§ **Directive**: Find every line in the items that contains the string "stack", and copy each of those lines in full.

# START OF Supplied information

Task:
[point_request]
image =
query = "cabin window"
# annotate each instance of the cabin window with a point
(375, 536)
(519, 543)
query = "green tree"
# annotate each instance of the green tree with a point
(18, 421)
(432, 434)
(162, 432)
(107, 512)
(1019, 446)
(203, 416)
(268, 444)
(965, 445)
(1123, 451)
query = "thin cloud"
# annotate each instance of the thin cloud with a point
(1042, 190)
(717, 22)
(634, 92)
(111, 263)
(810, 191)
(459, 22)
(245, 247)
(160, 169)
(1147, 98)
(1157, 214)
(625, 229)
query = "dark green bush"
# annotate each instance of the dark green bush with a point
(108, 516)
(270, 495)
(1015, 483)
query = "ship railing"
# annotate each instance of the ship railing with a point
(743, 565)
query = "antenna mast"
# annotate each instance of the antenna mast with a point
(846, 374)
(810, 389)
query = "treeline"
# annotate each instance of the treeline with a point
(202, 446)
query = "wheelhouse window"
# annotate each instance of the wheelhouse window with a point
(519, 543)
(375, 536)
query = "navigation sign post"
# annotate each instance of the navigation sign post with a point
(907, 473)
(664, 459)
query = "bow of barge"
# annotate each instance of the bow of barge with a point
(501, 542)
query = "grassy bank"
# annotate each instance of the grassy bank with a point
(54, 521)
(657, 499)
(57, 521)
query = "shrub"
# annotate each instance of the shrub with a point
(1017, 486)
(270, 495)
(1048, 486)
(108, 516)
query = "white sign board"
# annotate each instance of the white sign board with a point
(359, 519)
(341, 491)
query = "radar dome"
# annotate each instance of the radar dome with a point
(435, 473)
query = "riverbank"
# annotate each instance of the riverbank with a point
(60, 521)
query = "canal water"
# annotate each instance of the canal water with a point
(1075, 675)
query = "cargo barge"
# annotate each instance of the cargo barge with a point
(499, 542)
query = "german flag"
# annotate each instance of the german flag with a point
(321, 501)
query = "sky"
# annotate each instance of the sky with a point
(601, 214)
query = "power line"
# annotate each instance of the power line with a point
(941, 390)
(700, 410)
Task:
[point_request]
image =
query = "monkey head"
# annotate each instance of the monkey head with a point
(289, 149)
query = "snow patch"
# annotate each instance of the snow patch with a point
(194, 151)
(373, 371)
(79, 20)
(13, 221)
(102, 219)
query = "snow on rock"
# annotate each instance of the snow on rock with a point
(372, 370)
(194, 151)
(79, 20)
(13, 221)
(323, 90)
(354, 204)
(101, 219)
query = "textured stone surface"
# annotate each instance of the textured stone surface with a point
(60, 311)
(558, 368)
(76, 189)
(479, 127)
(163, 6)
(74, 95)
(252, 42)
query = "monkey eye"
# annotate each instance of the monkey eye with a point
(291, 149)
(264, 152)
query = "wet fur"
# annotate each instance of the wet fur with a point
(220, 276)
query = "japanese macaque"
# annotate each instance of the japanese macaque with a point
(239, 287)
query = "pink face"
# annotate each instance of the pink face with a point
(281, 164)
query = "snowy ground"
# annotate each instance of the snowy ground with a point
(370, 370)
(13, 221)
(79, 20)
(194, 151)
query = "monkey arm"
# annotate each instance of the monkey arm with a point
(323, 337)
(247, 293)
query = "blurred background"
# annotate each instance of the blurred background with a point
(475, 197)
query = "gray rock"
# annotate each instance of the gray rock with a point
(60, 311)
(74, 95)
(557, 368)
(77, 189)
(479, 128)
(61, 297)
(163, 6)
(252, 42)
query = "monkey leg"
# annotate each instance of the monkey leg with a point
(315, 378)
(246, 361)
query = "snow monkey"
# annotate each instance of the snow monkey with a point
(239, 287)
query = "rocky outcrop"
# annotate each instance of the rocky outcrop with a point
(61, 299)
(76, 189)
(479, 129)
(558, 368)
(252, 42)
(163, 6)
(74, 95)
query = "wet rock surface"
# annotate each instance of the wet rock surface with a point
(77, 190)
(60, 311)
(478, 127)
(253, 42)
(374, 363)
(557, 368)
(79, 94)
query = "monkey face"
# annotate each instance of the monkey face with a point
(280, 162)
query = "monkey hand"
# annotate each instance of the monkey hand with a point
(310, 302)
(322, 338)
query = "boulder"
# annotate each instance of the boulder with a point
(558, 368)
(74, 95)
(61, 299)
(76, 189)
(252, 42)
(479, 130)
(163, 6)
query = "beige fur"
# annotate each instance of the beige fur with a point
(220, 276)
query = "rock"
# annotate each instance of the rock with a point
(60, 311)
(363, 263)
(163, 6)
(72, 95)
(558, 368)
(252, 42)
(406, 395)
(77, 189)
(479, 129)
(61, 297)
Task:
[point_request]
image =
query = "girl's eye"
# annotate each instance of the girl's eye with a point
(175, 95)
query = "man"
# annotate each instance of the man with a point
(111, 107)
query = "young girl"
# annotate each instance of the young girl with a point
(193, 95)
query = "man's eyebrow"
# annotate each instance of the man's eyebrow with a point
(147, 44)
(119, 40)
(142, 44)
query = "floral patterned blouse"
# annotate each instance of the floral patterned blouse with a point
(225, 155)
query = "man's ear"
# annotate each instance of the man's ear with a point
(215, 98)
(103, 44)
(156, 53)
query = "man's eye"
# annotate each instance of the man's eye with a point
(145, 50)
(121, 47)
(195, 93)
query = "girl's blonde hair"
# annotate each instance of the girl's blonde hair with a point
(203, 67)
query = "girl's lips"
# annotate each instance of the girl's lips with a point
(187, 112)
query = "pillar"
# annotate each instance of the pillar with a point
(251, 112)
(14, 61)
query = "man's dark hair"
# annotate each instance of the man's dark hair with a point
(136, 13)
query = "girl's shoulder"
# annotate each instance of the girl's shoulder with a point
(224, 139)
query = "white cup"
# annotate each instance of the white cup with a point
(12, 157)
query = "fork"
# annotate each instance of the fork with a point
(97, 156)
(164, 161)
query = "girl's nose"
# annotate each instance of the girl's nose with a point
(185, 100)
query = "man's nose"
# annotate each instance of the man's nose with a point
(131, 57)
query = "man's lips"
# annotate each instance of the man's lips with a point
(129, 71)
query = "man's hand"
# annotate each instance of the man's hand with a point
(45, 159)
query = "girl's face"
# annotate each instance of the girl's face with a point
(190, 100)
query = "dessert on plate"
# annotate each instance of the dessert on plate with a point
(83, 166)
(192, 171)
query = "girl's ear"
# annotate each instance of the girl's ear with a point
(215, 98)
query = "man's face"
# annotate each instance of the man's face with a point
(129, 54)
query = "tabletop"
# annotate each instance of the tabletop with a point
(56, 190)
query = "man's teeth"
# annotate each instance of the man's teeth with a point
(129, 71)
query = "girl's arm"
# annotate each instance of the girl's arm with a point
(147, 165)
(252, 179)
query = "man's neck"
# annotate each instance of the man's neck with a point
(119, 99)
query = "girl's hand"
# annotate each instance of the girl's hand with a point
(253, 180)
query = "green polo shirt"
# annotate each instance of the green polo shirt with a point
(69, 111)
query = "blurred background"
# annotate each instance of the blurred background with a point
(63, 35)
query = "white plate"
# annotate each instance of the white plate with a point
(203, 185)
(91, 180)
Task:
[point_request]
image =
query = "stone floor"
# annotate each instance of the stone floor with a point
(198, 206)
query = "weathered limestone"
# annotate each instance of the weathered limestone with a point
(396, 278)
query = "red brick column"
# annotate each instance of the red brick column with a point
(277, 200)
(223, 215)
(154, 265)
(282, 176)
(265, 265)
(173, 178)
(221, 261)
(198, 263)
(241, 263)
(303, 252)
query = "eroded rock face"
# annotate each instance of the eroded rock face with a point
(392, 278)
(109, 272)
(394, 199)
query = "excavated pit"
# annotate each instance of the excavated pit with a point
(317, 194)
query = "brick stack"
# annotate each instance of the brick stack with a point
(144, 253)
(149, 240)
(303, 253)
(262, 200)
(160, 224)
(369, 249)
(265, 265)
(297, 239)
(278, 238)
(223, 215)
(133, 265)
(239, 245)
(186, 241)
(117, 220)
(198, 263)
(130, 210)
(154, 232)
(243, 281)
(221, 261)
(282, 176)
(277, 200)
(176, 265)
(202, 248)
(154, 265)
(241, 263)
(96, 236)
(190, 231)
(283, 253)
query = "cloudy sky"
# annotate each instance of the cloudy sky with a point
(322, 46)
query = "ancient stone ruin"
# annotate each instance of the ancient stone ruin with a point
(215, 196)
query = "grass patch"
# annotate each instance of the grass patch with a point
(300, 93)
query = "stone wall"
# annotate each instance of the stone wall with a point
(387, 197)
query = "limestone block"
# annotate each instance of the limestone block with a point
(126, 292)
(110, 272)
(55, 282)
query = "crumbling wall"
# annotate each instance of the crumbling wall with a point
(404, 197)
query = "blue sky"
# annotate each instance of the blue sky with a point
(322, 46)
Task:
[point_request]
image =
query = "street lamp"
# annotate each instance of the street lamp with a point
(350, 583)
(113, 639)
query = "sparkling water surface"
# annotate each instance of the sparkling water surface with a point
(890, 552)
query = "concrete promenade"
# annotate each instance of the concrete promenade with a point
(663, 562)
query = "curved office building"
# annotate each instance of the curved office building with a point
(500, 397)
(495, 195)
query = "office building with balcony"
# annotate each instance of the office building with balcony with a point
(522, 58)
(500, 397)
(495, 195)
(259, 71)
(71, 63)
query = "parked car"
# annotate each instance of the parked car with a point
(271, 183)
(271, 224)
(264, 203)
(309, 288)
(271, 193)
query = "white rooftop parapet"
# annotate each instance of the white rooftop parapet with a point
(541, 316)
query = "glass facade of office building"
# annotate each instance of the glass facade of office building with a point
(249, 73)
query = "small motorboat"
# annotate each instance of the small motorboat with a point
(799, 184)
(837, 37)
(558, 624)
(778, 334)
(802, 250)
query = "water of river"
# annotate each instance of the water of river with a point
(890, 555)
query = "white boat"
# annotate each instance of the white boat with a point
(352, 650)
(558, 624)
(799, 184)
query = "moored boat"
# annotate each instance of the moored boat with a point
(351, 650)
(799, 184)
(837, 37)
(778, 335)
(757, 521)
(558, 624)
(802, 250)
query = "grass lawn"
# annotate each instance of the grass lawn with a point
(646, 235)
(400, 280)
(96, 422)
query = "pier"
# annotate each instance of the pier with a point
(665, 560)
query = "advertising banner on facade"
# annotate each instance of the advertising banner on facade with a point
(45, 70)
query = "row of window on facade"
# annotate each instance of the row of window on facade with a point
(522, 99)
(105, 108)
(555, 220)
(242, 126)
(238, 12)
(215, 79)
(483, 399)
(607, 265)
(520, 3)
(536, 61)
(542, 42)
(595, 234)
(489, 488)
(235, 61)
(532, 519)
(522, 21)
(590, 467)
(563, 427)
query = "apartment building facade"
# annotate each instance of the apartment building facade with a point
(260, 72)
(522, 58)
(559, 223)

# END OF Supplied information

§ **Completed task**:
query = "brick stack"
# annotate each instance of the brick stack with a point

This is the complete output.